_Required task 1:_ Copy the passage about Donald Judd word for word, starting with "The work of Donald" and going on through "mode of articulation.".
_Required task 2:_ List every material that the passage about Donald Judd names as non-traditional at the time.
_Required task 3:_ Using the passage about Donald Judd, decide whether each statement agrees with it: (a) Judd wrote Specific Objects in 1964. (b) Judd welcomed the term "Minimalist" for his work. (c) Judd stopped writing after 1965. Answer yes or no for each and quote the deciding words.

_Page:_
━━━━━━━━━━━━━━━━━━━━━━━━━━━━━━

The work of Donald Judd, an American post-war artist, is a synonym for Minimalist art. It’s a term to which the artist strongly objected due to its generality, and yet he was remembered as one of the most important minimalists in the history of art. Without making grand philosophical statements, he was approached his work with the intention of creating pieces that assumed a direct material and physical presence. Managing to eschew the classical ideals of representational sculpture, Judd succeeded in creating a rigorous visual vocabulary that sought clear and definite objects as its primary mode of articulation.
Born in Excelsior Springs, Missouri, Judd spent most of his childhood on his grandparents’ farm before moving to New Jersey with his parents. After serving in the United States Army in Korea, he studied at the College of William and Mary, the Art Students League in New York, where he earned his B.S. in Philosophy in 1953. He received his master’s degree in Art History from Columbia University. Between 1959 and 1965, he supported himself by regularly writing reviews of contemporary exhibitions for magazines such as Arts, Arts Magazine, and Art International, but actually continued to write throughout his life on a broad range of subjects. In 1964, Judd wrote Specific Objects, an essay (truly manifesto-like), through which he called for the rejection of the residual, European value of illusionism and advocating an art based upon tangible materials. Aligning himself with other artists such as Dan Flavin, Jasper Johns, and John Chamberlain, Judd began to openly emphasize the use of materials considered as non-traditional at the time, like steel, neon lighting, aluminum, and found objects. In his reviews and essays, he discussed in detail the work of more than 500 artists showing in New York in the early and mid-1960s, providing a critical account of this significant era of art in America. Frequently analyzing the work of Kazimir Malevich, Jackson Pollock, Ad Reinhardt, Barnett Newman, Claes Oldenburg and many others, Judd addressed the social and political ramifications of art production.

━━━━━━━━━━━━━━━━━━━━━━━━━━━━━━

_Data extract:_
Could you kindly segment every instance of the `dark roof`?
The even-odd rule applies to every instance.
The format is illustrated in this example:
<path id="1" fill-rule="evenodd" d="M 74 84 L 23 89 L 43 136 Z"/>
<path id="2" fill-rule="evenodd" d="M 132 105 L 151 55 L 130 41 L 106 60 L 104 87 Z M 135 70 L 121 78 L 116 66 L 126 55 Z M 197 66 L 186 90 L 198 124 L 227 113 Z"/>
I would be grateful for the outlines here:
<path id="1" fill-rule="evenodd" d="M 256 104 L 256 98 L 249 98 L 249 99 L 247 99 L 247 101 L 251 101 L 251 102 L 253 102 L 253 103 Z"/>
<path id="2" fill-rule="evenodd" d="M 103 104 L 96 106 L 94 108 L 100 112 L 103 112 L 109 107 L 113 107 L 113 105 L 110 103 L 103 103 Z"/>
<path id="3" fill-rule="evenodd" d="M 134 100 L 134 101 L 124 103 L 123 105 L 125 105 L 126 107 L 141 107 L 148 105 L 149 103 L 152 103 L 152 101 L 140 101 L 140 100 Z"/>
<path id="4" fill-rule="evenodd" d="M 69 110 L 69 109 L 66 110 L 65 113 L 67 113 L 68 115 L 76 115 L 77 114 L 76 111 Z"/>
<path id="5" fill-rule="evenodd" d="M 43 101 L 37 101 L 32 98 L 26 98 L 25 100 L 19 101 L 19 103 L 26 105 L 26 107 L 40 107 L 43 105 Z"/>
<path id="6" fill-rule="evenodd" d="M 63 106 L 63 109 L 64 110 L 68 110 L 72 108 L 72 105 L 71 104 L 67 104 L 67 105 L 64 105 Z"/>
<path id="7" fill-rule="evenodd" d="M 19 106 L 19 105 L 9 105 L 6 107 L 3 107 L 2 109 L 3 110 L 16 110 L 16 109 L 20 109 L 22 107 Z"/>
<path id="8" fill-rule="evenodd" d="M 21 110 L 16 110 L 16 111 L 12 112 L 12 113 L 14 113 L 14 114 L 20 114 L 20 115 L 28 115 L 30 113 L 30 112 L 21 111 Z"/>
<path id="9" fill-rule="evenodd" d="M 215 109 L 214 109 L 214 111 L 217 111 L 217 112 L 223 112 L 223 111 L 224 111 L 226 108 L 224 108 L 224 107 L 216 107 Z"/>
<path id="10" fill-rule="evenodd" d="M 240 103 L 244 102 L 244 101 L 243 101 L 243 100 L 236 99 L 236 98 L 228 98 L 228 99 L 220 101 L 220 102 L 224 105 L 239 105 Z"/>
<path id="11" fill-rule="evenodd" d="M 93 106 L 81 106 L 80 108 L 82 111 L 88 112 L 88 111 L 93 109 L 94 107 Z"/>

━━━━━━━━━━━━━━━━━━━━━━━━━━━━━━

_Full output 1:_
The work of Donald Judd, an American post-war artist, is a synonym for Minimalist art. It’s a term to which the artist strongly objected due to its generality, and yet he was remembered as one of the most important minimalists in the history of art. Without making grand philosophical statements, he was approached his work with the intention of creating pieces that assumed a direct material and physical presence. Managing to eschew the classical ideals of representational sculpture, Judd succeeded in creating a rigorous visual vocabulary that sought clear and definite objects as its primary mode of articulation.

_Full output 2:_ steel, neon lighting, aluminum, found objects

_Full output 3:_
(a) Yes: "In 1964, Judd wrote Specific Objects"
(b) No: "a term to which the artist strongly objected due to its generality"
(c) No: "but actually continued to write throughout his life on a broad range of subjects"